=== Page excerpt ===
★ ★ ★ ★ ★ ★ ★
Regarding Marc Kossover's question:

Howdy-

I was directed to this site
<http://www.metaresearch.org/cosmology/speed_of_gravity.asp>
by an online magazine.

The author makes several assertions about the speed of gravity,

He is widely considered a crank.

arguing primarily that it's effects are instantly transmitted. He
claims certain astronomical observations of pulsars as evidence.

I was under the impression that the effects of gravity propagate at
c,

This is what all metric theories of gravity predict including General
Relativity.

although no experiments had yet shown this.

A little while ago a measurement of the effect of Jupiter's gravity
on a background pulsar's signal was reported, and in that report it
was claimed that the measurement indicated that the speed of
gravitation was c within experimental error of about 10%. Since that
time, however, I understand that the claim that the measurement
actually tested the speed of gravitation was called into question.

In particular, I believe that
the work at LIGO and other large interferometers was trying to test
this hypothesis.

I think they are mostly trying to detect gravitational waves (so far
without success). I don't know how they could measure the speed of
those waves, though.

Am I confused? What is the state of our knowledge?

Theoretically, you are correct that the speed of gravitational
interactions is locally c (at least in the linearized weak field
limit). I don't think that this prediction of theory has yet been
adequately tested. But I doubt that Tom Van Flandern's claim of an
infinite propagation speed for gravitational interactions is
observationally viable. It most certainly is theoretically ruled
out by all the reasonable theories of gravity.
★ ★ ★ ★ ★ ★ ★
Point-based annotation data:
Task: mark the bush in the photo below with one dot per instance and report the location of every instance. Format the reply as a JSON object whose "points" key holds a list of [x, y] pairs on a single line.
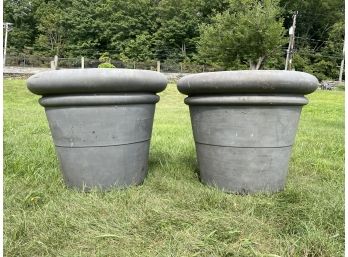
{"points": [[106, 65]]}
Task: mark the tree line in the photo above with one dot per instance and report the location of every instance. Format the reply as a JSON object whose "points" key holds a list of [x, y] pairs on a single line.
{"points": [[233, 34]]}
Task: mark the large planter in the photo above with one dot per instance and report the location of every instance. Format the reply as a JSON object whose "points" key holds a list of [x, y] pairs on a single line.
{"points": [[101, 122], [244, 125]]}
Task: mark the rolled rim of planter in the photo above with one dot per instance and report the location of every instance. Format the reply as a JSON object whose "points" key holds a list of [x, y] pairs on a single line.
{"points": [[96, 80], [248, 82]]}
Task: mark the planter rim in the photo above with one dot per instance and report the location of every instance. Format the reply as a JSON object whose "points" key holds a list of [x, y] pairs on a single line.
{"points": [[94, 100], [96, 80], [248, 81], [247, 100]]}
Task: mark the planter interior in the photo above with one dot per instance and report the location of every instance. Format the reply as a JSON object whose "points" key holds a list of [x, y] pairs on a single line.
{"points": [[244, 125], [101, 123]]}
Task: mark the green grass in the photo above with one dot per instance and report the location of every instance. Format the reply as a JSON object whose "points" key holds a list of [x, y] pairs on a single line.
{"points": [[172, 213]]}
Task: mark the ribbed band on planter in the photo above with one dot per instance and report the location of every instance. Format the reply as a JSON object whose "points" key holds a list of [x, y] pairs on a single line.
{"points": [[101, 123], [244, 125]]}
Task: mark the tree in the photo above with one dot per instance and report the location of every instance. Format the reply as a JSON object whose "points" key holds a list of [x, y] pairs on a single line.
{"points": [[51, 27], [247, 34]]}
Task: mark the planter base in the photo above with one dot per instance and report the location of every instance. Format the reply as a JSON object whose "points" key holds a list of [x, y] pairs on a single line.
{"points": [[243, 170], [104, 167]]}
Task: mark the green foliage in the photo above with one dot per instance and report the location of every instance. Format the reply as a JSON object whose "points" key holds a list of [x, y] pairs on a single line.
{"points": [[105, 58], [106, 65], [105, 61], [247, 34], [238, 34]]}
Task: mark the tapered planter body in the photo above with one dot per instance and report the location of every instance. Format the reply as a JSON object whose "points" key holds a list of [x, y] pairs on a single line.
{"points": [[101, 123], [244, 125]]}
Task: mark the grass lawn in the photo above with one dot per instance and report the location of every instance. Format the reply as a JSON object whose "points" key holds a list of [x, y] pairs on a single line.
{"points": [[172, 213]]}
★ ★ ★ ★ ★ ★ ★
=== What to work on ===
#1 Answer these questions about the speed-of-gravity discussion:
(a) What experimental error was reported for the measurement involving Jupiter's gravity and a background pulsar?
(b) What are LIGO and other large interferometers said to be mostly trying to detect?
(c) Whose claim of an infinite propagation speed for gravitational interactions is doubted?
#2 Count the lines of the records that contain the word "grass". Give only the number.
The records have no connection to the text.

=== Answers for the tasks ===
#1
(a) About 10%.
(b) Gravitational waves.
(c) Tom Van Flandern's.

#2 2